**Directions for this task**
Would you repeat exactly the part of the listing below that runs from the line containing "# report the position of each instance of the wispy" down to the line containing "# report the position of each instance of the tree", inclusive, and nothing else?

**Data records**

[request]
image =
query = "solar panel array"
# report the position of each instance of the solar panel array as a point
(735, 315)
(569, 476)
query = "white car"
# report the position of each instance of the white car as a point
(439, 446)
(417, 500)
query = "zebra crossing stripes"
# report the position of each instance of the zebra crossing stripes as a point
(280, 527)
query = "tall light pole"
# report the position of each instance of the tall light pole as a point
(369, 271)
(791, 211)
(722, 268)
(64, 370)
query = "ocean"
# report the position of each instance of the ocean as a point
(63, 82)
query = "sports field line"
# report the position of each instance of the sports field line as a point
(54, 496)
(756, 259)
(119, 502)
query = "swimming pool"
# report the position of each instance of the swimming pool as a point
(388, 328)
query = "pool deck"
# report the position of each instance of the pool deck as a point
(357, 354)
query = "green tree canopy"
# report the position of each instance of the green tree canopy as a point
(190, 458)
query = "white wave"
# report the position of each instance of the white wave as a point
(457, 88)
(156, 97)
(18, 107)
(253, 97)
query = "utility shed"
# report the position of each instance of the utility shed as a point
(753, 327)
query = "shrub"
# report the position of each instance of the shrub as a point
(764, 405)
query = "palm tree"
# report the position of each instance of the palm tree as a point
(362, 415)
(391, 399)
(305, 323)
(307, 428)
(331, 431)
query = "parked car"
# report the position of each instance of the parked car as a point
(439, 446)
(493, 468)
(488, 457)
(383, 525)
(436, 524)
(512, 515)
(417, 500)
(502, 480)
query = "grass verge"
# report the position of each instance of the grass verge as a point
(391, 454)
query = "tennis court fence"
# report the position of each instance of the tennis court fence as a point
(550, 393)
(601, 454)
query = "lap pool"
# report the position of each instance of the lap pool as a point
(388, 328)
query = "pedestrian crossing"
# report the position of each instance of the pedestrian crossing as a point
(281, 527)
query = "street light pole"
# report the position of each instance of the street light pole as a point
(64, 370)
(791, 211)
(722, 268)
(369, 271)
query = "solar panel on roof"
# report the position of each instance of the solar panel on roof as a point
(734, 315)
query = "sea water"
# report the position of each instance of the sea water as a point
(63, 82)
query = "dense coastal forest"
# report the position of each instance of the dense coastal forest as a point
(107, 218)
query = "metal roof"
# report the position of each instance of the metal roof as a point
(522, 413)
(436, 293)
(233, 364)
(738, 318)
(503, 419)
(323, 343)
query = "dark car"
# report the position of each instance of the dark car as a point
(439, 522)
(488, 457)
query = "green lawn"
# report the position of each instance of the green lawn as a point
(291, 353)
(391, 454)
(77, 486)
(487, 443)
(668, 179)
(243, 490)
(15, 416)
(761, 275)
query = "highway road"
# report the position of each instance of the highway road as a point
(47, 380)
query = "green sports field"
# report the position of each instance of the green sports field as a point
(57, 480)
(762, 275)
* * *
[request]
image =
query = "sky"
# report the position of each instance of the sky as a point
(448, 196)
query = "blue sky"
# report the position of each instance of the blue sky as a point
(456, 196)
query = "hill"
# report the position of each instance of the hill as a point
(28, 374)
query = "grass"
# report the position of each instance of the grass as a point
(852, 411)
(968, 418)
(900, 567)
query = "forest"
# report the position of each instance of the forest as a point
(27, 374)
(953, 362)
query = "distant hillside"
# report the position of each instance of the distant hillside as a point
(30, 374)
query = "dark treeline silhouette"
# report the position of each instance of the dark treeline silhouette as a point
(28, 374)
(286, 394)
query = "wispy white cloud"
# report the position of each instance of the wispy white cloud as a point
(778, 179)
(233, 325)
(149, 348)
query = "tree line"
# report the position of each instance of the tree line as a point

**Result of the task**
# report the position of each instance of the wispy white cloud as a point
(778, 179)
(233, 325)
(149, 348)
query = "tree line"
# report the position of each instance of the tree line as a point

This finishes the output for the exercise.